"Put Your Arms Around Me" is a song by Scottish alternative rock band Texas, released on 3 November 1997 as the fourth single from their fourth studio album, White on Blonde (1997). The song peaked at number 10 on the UK Singles Chart. The Autumn Breeze mix, which was the version released as a single, was included on the soundtrack to Ever After: A Cinderella Story.

Critical reception
British magazine Music Week rated "Put Your Arms Around Me" four out of five, adding, "Sharleen Spiteri's voice has rarely sounded better than on this re-recorded version of the White On Blonde ballad which is likely to be championed on Chris Evans' Virgin Radio Breakfast Show."

Track listings
 UK CD1 
 "Put Your Arms Around Me" (Autumn Breeze mix) – 4:28
 "Never Never" – 3:45
 "You're All I Need to Get By" (Mary Ann Hobbs session) – 4:08
 "Put Your Arms Around Me" (Ambient mix) – 5:30

 UK CD2 
 "Put Your Arms Around Me" (Autumn Breeze mix) – 4:28
 "Put Your Arms Around Me" (Breath mix) – 8:35
 "Put Your Arms Around Me" (Spooky Soul mix) – 5:06
 "Put Your Arms Around Me" (Shimmering Sun mix) – 5:34
 "Put Your Arms Around Me" (Electric for Bird mix) – 5:31
 "Put Your Arms Around Me" (Spooky Dub mix) – 5:48
Note: Limited edition with four postcards.

EXERCISE AIM: Using the text about the Texas song, name every mix of "Put Your Arms Around Me" that appears, listing each mix once.

SOURCE MATERIAL:
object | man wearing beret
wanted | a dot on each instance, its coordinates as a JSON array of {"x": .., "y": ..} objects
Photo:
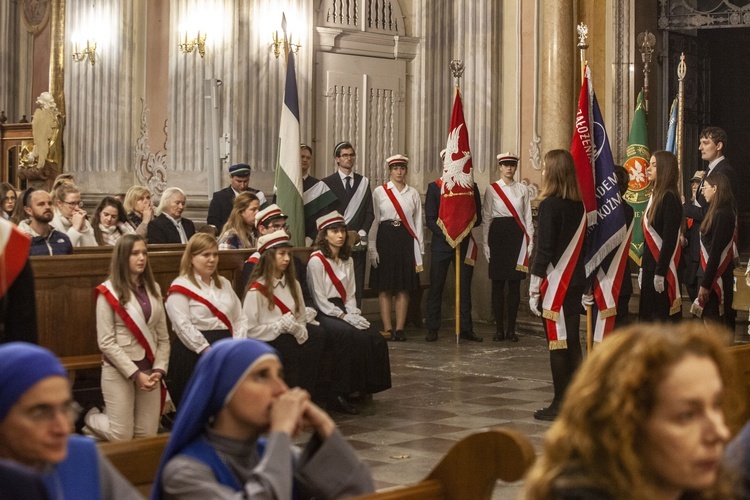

THE REPLY:
Autumn Breeze mix
Ambient mix
Breath mix
Spooky Soul mix
Shimmering Sun mix
Electric for Bird mix
Spooky Dub mix